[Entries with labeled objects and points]

□ □ □ □ □

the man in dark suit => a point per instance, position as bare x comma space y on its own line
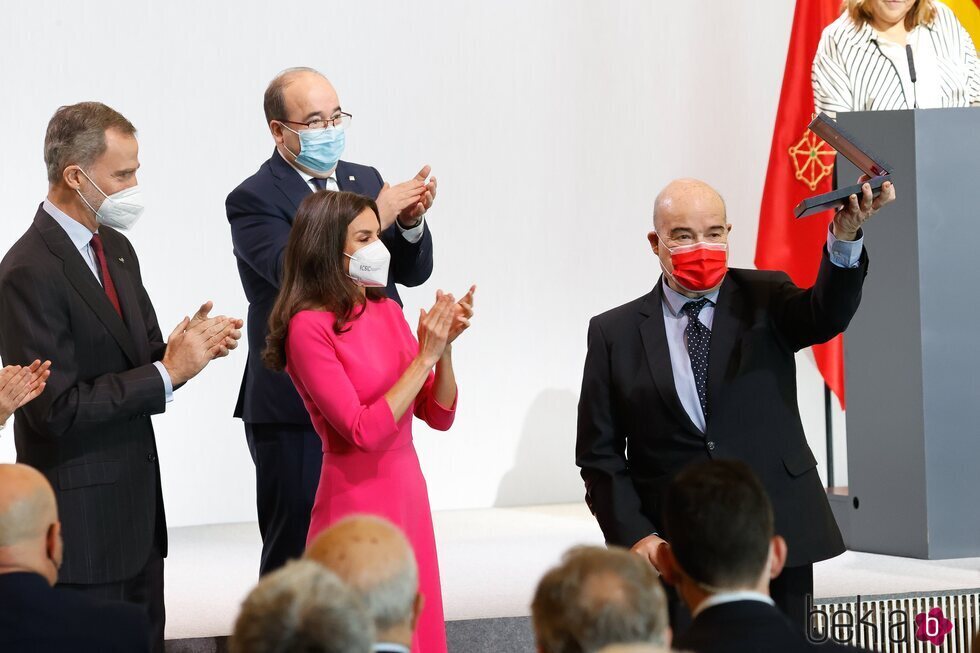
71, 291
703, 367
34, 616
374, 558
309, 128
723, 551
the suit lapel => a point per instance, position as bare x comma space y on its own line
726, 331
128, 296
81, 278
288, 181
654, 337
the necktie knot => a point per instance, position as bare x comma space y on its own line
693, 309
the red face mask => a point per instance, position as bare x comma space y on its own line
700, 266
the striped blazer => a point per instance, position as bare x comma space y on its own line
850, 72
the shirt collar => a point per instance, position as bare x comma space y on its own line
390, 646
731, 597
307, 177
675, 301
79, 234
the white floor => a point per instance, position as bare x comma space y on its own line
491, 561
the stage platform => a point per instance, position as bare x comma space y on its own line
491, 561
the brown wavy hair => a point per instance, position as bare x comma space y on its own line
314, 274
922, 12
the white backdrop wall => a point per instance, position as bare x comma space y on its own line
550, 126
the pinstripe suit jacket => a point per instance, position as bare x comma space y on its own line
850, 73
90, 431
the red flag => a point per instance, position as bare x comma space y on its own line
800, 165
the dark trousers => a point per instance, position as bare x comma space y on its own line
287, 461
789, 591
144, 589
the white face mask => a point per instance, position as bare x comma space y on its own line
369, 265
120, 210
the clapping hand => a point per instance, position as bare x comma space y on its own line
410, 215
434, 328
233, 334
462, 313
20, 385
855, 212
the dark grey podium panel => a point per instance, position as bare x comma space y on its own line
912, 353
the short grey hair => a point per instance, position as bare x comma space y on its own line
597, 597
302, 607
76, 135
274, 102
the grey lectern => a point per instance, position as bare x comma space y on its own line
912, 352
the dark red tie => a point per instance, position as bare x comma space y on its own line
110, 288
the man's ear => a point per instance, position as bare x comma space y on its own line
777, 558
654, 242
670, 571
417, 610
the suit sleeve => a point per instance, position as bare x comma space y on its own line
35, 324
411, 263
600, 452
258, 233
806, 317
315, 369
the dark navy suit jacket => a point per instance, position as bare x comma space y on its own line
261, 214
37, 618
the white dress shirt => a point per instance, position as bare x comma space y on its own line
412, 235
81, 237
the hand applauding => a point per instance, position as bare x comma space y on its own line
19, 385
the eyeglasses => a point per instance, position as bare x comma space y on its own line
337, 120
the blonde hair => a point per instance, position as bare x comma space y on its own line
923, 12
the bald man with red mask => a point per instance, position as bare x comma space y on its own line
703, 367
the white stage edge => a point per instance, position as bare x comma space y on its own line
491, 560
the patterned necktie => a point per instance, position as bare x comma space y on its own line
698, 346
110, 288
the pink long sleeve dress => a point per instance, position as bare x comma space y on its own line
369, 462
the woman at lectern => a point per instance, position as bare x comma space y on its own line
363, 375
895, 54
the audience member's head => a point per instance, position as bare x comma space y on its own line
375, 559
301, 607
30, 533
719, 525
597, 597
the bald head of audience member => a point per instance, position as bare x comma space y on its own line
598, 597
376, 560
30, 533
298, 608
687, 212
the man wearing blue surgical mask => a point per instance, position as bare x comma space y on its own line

□ □ □ □ □

**Exercise goal:**
Can you output every line of the entries above as a JSON list of strings, one string per line, with blank lines and the pictures left out?

**In response:**
[
  "the man in dark suit => a point per instance, position as bare x comma space y on its own line",
  "71, 291",
  "703, 367",
  "34, 616",
  "374, 558",
  "309, 128",
  "723, 551",
  "the suit lapel => a point per instance, position as bare x comma space y on its own line",
  "726, 331",
  "128, 296",
  "81, 278",
  "288, 181",
  "654, 337",
  "the necktie knot => a point per instance, position as bare x comma space y on its own line",
  "693, 309",
  "the red face mask => a point per instance, position as bare x comma space y on its own line",
  "700, 266",
  "the striped blazer => a point per instance, position as bare x comma space y on its own line",
  "850, 72",
  "the shirt collar => a point per instance, position as bare x comma space y on its own line",
  "390, 646",
  "731, 597",
  "307, 177",
  "675, 301",
  "79, 234",
  "the white floor => a point per instance, position as bare x comma space y on its own line",
  "491, 561",
  "the stage platform => a point per instance, position as bare x comma space y on its own line",
  "491, 561",
  "the brown wavy hair => a point per instance, position as bare x comma space y on its own line",
  "314, 274",
  "922, 12",
  "the white backdrop wall => a point per instance, position as bare x comma space y on its own line",
  "550, 126",
  "the pinstripe suit jacket => a point per instance, position as bare x comma space y on its own line",
  "850, 73",
  "90, 431",
  "the red flag => a point per instance, position as bare x comma space y on its own line",
  "800, 165",
  "the dark trousers => a point per instance, position as bare x comma space y on its own line",
  "287, 461",
  "789, 591",
  "144, 589",
  "the white face mask => a point per instance, position as bare x comma space y on its own line",
  "369, 265",
  "120, 210",
  "the clapping hand => a point per instance, position as bare x comma space y on its own line",
  "410, 215",
  "434, 328",
  "233, 334",
  "462, 313",
  "20, 385",
  "855, 212",
  "the dark grey podium panel => a point per instance, position as bare x comma space y on its own line",
  "912, 353",
  "the short grey hair => a point per instance, position as bare x comma space y on its own line",
  "597, 597",
  "302, 607",
  "76, 135",
  "274, 102",
  "the grey lectern => a point per instance, position as bare x comma space y on its own line",
  "912, 352",
  "the dark red tie => a point per instance, position as bare x comma space y on its own line",
  "110, 288",
  "the man's ear => a point per instance, position as bare x comma space y on its own line",
  "777, 558",
  "654, 242",
  "670, 571",
  "417, 610",
  "the suit sleeve => a point per instance, position as bare x comma space y on its own line",
  "35, 324",
  "411, 263",
  "600, 452",
  "258, 233",
  "806, 317",
  "315, 369",
  "the dark navy suit jacket => a point per instance, position as bare x comma space y on its own line",
  "261, 214",
  "37, 618",
  "the white dress shirt => a point per instance, position as bare x comma space y on its own line",
  "412, 235",
  "81, 237",
  "the hand applauding => a point per instance, position as bare x comma space y on its own line",
  "19, 385",
  "the eyeglasses => a point per instance, position as bare x comma space y on its own line",
  "337, 120",
  "the blonde hair => a point per instance, position as bare x comma space y on its own line",
  "923, 12",
  "the bald man with red mask => a point per instance, position as bare x comma space y on its own line",
  "703, 367",
  "the white stage edge => a point per instance, position as bare x comma space y on its own line",
  "491, 560",
  "the patterned necktie => a point per instance, position as bare x comma space y on its own line",
  "698, 346",
  "110, 288",
  "the pink long sleeve dress => a point per instance, position as bare x comma space y on its own line",
  "369, 462",
  "the woman at lectern => a point per instance, position as bare x comma space y on its own line",
  "363, 375",
  "895, 54",
  "the audience member's head => a point per instance, position as bare x comma space y on its own line",
  "375, 559",
  "301, 607",
  "30, 533",
  "719, 525",
  "597, 597",
  "the bald head of audience member => a point per instance, position as bare x comma space y on its own line",
  "598, 597",
  "376, 560",
  "30, 533",
  "298, 608",
  "687, 212",
  "the man wearing blue surgical mask => a point per instance, position as bare x comma space y on its own line"
]